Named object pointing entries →
● ● ● ● ● ● ●

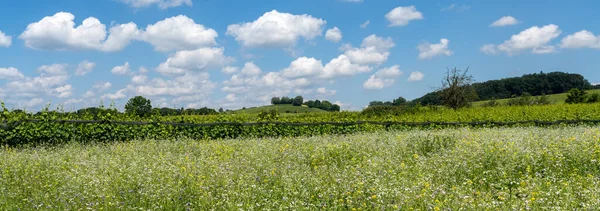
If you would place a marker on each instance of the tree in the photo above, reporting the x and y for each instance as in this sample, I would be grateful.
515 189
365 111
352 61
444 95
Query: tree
456 89
139 106
575 96
275 100
298 100
399 101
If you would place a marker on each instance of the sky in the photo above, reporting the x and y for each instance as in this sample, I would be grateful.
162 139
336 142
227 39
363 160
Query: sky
237 53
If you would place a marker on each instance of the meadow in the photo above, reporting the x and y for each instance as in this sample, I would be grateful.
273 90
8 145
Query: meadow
520 168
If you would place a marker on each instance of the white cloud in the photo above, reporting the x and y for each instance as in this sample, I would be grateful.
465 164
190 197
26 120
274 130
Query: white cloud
139 79
163 4
325 92
333 35
383 78
101 86
5 40
365 24
53 69
416 76
229 70
88 94
534 38
303 67
85 67
488 49
201 59
275 29
58 32
457 8
581 39
121 70
30 87
505 21
401 16
428 50
250 69
342 66
63 91
374 50
11 73
179 33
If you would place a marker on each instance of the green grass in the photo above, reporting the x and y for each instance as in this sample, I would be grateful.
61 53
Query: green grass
461 169
554 98
280 108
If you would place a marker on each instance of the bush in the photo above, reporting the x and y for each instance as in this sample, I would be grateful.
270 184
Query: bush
594 98
576 96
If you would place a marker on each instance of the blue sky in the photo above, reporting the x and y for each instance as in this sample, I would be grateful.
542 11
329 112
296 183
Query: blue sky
233 54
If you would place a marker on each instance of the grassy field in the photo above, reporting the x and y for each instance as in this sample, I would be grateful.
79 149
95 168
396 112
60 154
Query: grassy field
554 98
280 108
458 169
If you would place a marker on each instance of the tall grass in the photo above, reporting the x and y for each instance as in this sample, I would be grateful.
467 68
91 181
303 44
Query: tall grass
503 168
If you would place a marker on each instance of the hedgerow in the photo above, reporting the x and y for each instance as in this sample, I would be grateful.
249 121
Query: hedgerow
50 128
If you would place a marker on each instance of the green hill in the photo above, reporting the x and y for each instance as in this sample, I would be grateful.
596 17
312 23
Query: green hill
554 98
287 108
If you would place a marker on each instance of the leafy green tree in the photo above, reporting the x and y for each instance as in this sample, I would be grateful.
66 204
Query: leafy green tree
275 100
298 100
399 101
575 96
456 90
594 98
138 105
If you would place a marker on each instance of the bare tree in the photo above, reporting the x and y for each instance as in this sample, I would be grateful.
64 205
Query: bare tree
456 90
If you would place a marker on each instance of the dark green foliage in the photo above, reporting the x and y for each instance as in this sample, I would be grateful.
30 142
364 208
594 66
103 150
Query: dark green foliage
456 90
594 98
576 96
491 103
536 84
139 106
323 105
298 100
275 101
396 102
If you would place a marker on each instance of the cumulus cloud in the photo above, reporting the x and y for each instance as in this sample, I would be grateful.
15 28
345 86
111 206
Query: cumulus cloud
53 69
505 21
58 32
101 86
11 73
456 7
333 35
365 24
163 4
581 39
488 49
275 29
428 50
85 67
535 39
401 16
179 33
325 92
416 76
383 78
201 59
229 70
5 40
374 50
122 69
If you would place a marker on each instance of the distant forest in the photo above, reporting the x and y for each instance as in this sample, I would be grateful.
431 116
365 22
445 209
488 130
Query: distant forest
534 84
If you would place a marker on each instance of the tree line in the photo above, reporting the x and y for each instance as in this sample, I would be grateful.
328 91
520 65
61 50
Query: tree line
535 84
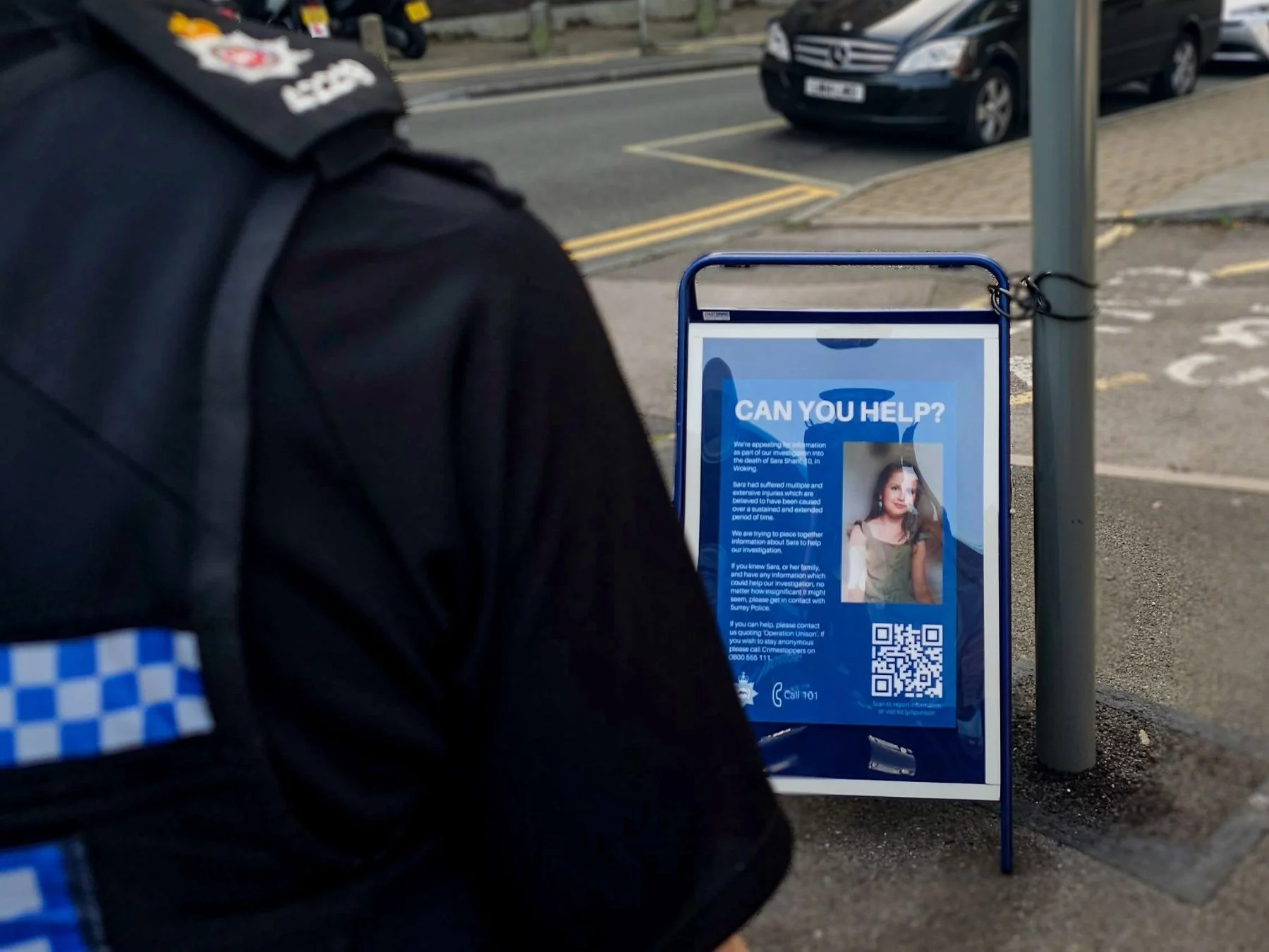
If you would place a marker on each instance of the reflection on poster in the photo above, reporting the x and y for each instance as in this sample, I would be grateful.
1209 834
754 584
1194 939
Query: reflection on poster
834 504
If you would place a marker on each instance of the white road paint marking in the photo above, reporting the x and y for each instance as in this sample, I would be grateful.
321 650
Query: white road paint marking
1129 314
1194 279
622 87
1186 371
1246 331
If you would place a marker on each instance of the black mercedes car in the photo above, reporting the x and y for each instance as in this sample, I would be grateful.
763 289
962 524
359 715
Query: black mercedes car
959 66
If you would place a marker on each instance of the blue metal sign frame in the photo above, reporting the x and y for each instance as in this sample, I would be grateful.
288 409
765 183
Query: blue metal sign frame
691 314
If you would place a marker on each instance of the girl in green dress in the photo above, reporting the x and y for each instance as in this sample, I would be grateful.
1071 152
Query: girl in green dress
887 551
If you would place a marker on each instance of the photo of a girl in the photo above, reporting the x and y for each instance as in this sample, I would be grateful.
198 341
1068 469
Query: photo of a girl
887 552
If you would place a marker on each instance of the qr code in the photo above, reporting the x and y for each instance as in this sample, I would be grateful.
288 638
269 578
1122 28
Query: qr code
908 660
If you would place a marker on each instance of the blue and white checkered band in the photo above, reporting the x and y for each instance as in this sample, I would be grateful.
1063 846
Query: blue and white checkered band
99 695
46 901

● ● ● ● ● ● ●

Aim → Put every line of the items above into a JSON list of strings, one string per line. Skip blank lines and leave the pictures out.

Task output →
[
  "If you would place a marker on each instance of the tree in the photo above, reporting the x and y for each instance as in this sample, I would be grateful.",
  "515 189",
  "365 111",
  "352 61",
  "444 95",
  "Query: tree",
  "456 89",
  "139 106",
  "575 96",
  "275 100",
  "298 100",
  "399 101",
  "If you would place a marker on each instance of the sky in the photo above, reporting the x and y for each instance as in this sample, I would be grateful.",
  "162 139",
  "336 142",
  "227 39",
  "363 160",
  "Query: sky",
  "237 53",
  "If you would place a marker on each instance of the meadow in the photo above, reporting the x and y for each instance as in this sample, I would be grateful.",
  "273 90",
  "8 145",
  "Query: meadow",
  "520 168",
  "If you would place a marker on each instance of the white cloud in the photo above, reporting the x and y for each instance as in this sample, I would be grateful.",
  "465 164",
  "190 197",
  "26 120",
  "274 130",
  "Query: white cloud",
  "139 79",
  "163 4",
  "325 92",
  "333 35",
  "383 78",
  "101 86",
  "5 40",
  "365 24",
  "53 69",
  "416 76",
  "229 70",
  "88 94",
  "534 38",
  "303 67",
  "85 67",
  "488 49",
  "201 59",
  "275 29",
  "58 32",
  "457 8",
  "581 39",
  "121 70",
  "30 87",
  "505 21",
  "401 16",
  "428 50",
  "250 69",
  "342 66",
  "63 91",
  "374 50",
  "11 73",
  "179 33",
  "If you would place a marker on each instance of the green grass in the photo above, reporting the x and y for each instance as in this sample, I would be grateful.",
  "61 53",
  "Query: green grass",
  "461 169",
  "554 98",
  "280 108",
  "If you would place a marker on each instance of the bush in the photo above, reporting the x and y for each instance as in this sample, I would be grateful.",
  "270 184",
  "Query: bush",
  "594 98",
  "576 96",
  "If you would place a marker on each instance of the blue sky in the photo above, reporting the x and y for each instance as in this sample, I would be grateful.",
  "542 11",
  "329 112",
  "296 183",
  "Query: blue sky",
  "233 54",
  "If you would place a marker on each instance of the grassy field in the photo above, reporting the x and y for each instance as in this sample, I would be grateful.",
  "79 149",
  "95 168",
  "396 112",
  "60 154",
  "Query: grassy field",
  "554 98",
  "280 108",
  "458 169",
  "If you would place a marker on each instance of the tall grass in the photo above, reporting the x and y for each instance as in this sample, I would be grateful.",
  "467 68",
  "91 181",
  "303 44",
  "Query: tall grass",
  "503 168",
  "If you would place a marker on each instance of the hedgerow in the photo above, reporting the x and y for each instance as in this sample, I would be grateful.",
  "249 121",
  "Query: hedgerow",
  "50 128",
  "If you would place a marker on each instance of the green hill in the photo above, reporting the x and y for each instance as in this sample, I would be grateful.",
  "596 17",
  "312 23",
  "Query: green hill",
  "554 98",
  "287 108",
  "If you would place a marker on each instance of the leafy green tree in the photo above, reporting the x and y for each instance as in this sample, I would be grateful.",
  "66 204",
  "Query: leafy green tree",
  "275 100",
  "298 100",
  "399 101",
  "575 96",
  "456 90",
  "594 98",
  "138 105",
  "If you would place a marker on each instance of the bare tree in the photo above, reporting the x and y for each instance as in this sample, I would be grateful.",
  "64 205",
  "Query: bare tree",
  "456 90",
  "If you would place a marker on each instance of the dark green foliage in the photo above, reporting the x and y for each instance as in this sample, I would be grateful.",
  "30 142",
  "364 208",
  "594 66",
  "103 150",
  "Query: dark green foliage",
  "456 90",
  "594 98",
  "576 96",
  "491 103",
  "536 84",
  "139 106",
  "323 105",
  "298 100",
  "275 101",
  "396 102",
  "If you would place a marker on each instance of the cumulus cloud in the photo above, reporting the x and y for each instance as in this sample, I would be grateful.",
  "15 28",
  "345 86",
  "111 206",
  "Query: cumulus cloud",
  "53 69",
  "505 21",
  "58 32",
  "101 86",
  "11 73",
  "456 7",
  "333 35",
  "365 24",
  "163 4",
  "581 39",
  "488 49",
  "275 29",
  "428 50",
  "85 67",
  "535 39",
  "401 16",
  "179 33",
  "325 92",
  "416 76",
  "383 78",
  "201 59",
  "229 70",
  "5 40",
  "374 50",
  "122 69",
  "If you would place a marker on each instance of the distant forest in the photo above, reporting the x and y for each instance as in this sample, I would be grateful.",
  "431 116",
  "365 22",
  "445 209",
  "488 130",
  "Query: distant forest",
  "534 84",
  "If you would place a marker on each instance of the tree line in the photo above, reporting the x and y for each instance as in this sample, I would be grateful.",
  "328 91",
  "520 65",
  "61 50",
  "Query: tree line",
  "535 84",
  "If you would place a marker on each instance of the reflection on poster in the photo above, reporting the x and y for each instance as in this sample, I would be grateful.",
  "1209 834",
  "754 584",
  "1194 939",
  "Query: reflection on poster",
  "834 504",
  "If you would place a marker on each instance of the white road paint marking in the photo above, reporting the x and y for each instance as in this sample, I would be grateful.",
  "321 650",
  "Query: white road paint marking",
  "1129 314",
  "1194 279",
  "622 87",
  "1186 371",
  "1246 331",
  "If you would place a marker on each instance of the black mercedes car in the photo above, reporting the x and y for each instance as in this sample, I would be grateful.",
  "763 289",
  "962 524",
  "359 715",
  "Query: black mercedes car",
  "959 66",
  "If you would place a marker on each instance of the blue metal sign frame in the photo above, reporting the x and y for each instance as in this sample, I would be grateful.",
  "288 409",
  "765 183",
  "Query: blue metal sign frame",
  "691 314",
  "If you would place a marker on each instance of the girl in green dress in the photo above, reporting the x and y for each instance as in this sample, I would be grateful.",
  "1071 152",
  "Query: girl in green dress",
  "887 551",
  "If you would place a marker on each instance of the photo of a girl in the photo above, reporting the x and y for each instance as in this sample, I would be grateful.",
  "198 341",
  "1068 469",
  "Query: photo of a girl",
  "887 552",
  "If you would place a marker on each instance of the qr code in the photo above, reporting the x and y for each instance as in this sample, I would be grateful.",
  "288 638",
  "269 578",
  "1122 28",
  "Query: qr code",
  "908 660",
  "If you would place a marker on each instance of the blue and white checkered band in the photo above, reporting the x and y for each instance as in this sample, I would be grateful.",
  "1063 846",
  "Query: blue and white checkered band",
  "99 695",
  "46 901"
]